ONE of the region's airports is on a collision course with the government over controversial body scanners that produce a naked image of passengers.
Durham Tees Valley Airport (DTVA) is refusing to give a commitment to install the Advanced Imaging Technology (AIT), which Gordon Brown has insisted is vital to defeat terrorists.
The prime minister backed the scanners - which allow security staff to detect explosives hidden on a passenger's body - after the Christmas Day attempted bombing on a flight to Detroit.
Earlier today, the department for transport (Dft) ordered all airports to install them before the summer holiday season, stating they must be in place "in the coming months".
In a statement, Transport Secretary Lord Adonis said: "Given the current security threat level, the government believes it essential to start introducing scanners immediately."
But there have been protests that the naked images produced breach privacy rules and even child pornography laws that ban the creation of indecent images of youngsters.
Electromagnetic waves, that can see through clothing, are beamed onto passengers to create a 3D image, seen by a single security officer in a remote location. The images are not stored.
A further consideration is the cost - between £80,000 and £100,000 for each scanner. A major airport would need to have several, to avoid huge delays.
So far, the Dft has only "encouraged" airports to adopt the scanners, although it has the power to order them into line, if necessary.
But a spokesman for Peel Airports Group, which owns DTVA, insisted there was only the "potential" for the scanners to be introduced.
He added: "We are awaiting clarification from the DfT over the potential use of body scanners and so are unable to comment as to whether Durham Tees Valley Airport will see such machines being installed."
Newcastle Airport also said it was awaiting further information from the Dft, but added: "We will work with them on whatever measures are deemed necessary."
The scanners are already in place at Heathrow and Manchester airports and will be installed at Birmingham's by the end of February.
Once they are installed, it will be compulsory for "small proportion" of passengers selected for a scan to take part, or they will not be allowed to fly.
A code of practice has been issued, covering covering privacy, data protection and equality issues, which will "require airports to undertake scanning sensitively," Lord Adonis added.
A Dft spokesman said: "We are encouraging airports to install these scanners, which clearly bring security benefits.
"We are working towards a national implementation programme. When that starts, we will be more prescriptive as to exactly which airports must have them."

__Aim of the task__
Quote the body-scanner article word for word, from the words "Newcastle Airport also" through the words "end of February.".

__Data shown__

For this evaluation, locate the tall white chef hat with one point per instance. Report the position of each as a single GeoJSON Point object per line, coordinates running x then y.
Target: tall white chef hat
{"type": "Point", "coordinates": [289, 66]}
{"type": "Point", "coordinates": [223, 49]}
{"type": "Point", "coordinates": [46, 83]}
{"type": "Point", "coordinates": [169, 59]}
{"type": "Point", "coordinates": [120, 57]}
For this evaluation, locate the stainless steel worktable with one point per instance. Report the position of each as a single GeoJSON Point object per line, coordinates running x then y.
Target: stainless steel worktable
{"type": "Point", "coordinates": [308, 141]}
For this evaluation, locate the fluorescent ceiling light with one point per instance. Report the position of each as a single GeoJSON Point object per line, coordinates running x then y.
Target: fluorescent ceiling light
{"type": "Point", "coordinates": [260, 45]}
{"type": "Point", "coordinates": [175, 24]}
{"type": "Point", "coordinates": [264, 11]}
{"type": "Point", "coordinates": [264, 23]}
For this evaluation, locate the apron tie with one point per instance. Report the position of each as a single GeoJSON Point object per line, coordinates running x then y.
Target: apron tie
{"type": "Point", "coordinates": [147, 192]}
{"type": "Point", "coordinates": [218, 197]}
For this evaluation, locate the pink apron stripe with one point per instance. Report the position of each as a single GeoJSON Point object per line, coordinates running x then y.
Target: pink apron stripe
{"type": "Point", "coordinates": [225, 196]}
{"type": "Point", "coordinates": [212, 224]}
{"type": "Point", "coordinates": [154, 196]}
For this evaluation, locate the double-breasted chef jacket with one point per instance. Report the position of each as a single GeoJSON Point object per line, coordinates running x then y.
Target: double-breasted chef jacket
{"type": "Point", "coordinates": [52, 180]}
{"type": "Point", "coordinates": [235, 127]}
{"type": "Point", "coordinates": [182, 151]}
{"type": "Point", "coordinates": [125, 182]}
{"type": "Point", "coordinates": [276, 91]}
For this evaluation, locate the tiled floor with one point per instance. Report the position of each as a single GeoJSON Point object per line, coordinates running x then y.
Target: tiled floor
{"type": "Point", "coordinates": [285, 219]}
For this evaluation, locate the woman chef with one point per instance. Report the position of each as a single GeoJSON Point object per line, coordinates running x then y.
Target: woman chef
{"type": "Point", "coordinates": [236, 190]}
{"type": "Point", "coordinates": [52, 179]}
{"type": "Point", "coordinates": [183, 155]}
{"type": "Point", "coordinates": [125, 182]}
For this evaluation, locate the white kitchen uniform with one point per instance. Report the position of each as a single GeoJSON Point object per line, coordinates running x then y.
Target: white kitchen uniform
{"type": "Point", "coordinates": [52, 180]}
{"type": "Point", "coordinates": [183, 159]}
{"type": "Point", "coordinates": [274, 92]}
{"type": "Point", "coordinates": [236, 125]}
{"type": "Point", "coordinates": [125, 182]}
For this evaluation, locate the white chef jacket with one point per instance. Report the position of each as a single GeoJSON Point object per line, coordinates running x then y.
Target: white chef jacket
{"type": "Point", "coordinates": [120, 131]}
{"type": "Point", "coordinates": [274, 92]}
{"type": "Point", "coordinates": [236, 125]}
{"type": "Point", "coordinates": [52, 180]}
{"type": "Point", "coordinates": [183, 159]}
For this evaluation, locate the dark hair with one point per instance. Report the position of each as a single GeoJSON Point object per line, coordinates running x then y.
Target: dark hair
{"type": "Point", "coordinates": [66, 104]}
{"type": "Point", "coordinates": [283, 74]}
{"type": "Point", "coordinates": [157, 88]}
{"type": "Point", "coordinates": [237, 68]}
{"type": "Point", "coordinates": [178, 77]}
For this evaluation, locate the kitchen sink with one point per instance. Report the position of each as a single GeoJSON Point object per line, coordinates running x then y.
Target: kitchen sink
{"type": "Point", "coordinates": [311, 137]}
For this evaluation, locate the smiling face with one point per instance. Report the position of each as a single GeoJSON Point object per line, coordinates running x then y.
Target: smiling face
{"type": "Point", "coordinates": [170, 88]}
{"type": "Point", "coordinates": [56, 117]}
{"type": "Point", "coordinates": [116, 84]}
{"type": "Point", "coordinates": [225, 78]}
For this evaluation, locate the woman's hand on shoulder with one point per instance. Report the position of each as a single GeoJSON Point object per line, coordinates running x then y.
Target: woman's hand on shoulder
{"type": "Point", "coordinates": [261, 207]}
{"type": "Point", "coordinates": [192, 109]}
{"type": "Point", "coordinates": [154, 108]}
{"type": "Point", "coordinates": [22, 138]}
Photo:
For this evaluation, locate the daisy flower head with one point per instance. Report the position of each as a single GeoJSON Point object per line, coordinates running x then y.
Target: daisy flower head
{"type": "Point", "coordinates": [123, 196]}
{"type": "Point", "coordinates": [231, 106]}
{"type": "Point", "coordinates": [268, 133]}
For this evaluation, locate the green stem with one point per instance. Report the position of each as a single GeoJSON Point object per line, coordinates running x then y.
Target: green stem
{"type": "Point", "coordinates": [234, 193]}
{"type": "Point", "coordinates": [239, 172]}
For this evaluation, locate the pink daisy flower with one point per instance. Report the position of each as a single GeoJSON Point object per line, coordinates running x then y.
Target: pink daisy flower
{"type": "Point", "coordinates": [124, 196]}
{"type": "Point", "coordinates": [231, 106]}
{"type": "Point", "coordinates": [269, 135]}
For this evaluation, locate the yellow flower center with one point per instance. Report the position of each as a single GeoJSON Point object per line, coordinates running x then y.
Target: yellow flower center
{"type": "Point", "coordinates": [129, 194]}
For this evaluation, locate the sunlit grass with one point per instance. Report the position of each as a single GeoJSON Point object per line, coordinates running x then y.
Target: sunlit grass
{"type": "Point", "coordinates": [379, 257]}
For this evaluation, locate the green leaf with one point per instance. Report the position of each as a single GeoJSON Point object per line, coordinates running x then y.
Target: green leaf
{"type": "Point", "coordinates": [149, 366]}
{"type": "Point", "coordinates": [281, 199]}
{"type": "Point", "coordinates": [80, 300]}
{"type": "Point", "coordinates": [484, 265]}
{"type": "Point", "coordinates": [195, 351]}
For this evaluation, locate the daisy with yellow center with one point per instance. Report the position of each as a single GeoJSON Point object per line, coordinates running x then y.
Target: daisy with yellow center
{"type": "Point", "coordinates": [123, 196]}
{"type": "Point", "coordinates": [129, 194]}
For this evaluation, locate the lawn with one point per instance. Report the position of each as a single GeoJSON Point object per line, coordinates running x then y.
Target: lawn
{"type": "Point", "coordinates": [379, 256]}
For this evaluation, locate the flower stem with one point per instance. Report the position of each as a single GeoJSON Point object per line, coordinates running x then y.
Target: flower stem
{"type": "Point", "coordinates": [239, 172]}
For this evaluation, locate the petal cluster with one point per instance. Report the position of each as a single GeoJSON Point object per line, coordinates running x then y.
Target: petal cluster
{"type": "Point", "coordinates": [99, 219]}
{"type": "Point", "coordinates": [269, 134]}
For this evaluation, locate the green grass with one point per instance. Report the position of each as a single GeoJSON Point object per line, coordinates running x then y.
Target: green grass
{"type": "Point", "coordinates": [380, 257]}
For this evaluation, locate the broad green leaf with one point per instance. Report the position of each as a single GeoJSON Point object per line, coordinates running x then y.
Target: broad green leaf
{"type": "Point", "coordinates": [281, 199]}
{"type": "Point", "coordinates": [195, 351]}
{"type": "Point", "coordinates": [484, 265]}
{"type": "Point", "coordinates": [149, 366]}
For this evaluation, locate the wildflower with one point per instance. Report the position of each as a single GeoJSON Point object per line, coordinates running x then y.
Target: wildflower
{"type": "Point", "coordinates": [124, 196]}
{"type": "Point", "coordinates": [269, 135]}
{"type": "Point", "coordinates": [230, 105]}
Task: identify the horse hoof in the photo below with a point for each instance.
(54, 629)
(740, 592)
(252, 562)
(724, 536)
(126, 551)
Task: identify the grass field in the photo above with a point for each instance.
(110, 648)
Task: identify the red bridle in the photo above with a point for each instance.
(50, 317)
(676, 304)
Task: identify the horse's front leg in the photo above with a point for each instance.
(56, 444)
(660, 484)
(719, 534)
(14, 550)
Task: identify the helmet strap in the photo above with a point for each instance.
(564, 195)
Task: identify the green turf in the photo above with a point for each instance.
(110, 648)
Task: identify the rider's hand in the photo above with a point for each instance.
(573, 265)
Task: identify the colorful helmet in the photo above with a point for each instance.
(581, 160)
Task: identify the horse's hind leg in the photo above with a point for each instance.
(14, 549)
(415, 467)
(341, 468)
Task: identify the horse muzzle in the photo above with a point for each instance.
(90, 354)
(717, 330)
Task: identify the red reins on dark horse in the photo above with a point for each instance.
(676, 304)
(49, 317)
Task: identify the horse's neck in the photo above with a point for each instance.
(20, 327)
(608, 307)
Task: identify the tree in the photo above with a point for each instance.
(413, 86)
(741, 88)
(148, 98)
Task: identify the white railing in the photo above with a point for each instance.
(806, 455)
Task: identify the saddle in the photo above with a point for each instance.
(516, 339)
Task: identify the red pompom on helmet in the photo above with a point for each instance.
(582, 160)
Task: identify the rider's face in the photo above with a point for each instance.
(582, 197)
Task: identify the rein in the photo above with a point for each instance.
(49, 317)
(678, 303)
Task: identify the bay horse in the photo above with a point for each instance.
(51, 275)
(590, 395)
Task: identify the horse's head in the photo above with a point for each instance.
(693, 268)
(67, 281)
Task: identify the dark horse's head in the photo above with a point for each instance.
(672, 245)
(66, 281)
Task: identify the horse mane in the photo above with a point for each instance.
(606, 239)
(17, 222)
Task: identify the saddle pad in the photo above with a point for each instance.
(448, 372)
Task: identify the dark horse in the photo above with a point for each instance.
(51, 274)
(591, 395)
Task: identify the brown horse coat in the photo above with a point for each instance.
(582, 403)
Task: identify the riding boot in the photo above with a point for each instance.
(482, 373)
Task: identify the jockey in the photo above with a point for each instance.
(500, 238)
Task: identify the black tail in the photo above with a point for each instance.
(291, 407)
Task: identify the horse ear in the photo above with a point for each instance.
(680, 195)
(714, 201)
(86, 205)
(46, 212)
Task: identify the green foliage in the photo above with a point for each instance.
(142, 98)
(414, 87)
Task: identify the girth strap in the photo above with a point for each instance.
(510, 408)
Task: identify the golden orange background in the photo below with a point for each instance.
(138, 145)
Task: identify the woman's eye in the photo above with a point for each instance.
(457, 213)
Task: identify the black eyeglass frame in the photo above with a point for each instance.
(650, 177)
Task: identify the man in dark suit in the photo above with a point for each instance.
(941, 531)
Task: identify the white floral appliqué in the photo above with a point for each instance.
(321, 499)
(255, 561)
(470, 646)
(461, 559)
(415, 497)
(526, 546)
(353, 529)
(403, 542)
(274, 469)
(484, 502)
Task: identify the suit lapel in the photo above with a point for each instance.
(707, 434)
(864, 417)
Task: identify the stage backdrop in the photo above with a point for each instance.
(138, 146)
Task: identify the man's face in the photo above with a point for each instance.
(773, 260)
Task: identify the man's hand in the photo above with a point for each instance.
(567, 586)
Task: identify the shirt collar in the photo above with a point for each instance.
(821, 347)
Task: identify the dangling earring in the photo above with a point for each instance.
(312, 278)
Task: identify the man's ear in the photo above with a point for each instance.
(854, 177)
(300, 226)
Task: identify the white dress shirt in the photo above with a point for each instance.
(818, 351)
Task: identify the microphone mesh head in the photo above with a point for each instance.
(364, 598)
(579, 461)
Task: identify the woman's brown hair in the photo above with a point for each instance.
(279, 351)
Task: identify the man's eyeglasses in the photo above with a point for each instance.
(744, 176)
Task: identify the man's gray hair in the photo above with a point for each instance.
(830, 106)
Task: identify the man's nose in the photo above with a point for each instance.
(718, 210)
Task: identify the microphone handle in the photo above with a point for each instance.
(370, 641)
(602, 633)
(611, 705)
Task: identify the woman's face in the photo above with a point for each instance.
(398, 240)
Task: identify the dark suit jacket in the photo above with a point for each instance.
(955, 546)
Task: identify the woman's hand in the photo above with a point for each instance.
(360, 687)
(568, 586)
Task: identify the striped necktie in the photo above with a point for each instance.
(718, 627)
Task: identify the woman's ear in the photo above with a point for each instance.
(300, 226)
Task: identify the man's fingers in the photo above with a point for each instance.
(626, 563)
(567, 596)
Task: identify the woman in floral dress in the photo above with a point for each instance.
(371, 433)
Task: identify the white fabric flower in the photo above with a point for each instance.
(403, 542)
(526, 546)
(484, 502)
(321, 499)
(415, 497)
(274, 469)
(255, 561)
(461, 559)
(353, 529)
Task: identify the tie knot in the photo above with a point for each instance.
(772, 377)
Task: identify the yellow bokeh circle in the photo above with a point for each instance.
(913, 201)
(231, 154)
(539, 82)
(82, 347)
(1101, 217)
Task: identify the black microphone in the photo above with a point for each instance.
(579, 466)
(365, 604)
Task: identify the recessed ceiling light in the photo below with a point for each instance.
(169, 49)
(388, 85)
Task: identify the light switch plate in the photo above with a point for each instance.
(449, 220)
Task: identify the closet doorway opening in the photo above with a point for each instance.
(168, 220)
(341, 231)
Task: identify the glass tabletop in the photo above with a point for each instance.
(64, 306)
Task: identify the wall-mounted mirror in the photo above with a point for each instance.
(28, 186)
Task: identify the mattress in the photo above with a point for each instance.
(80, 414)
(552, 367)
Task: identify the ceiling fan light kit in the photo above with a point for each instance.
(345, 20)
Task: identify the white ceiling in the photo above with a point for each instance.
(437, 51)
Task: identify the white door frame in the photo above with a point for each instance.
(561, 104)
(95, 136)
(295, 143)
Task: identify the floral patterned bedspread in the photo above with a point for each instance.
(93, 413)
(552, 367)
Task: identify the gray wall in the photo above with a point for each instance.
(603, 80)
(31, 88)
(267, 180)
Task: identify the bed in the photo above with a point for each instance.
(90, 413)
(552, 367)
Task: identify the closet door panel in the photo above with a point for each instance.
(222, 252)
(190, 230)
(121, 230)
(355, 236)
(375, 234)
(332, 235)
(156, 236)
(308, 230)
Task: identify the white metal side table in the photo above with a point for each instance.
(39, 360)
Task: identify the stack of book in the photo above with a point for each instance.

__Finished task__
Newcastle Airport also said it was awaiting further information from the Dft, but added: "We will work with them on whatever measures are deemed necessary."
The scanners are already in place at Heathrow and Manchester airports and will be installed at Birmingham's by the end of February.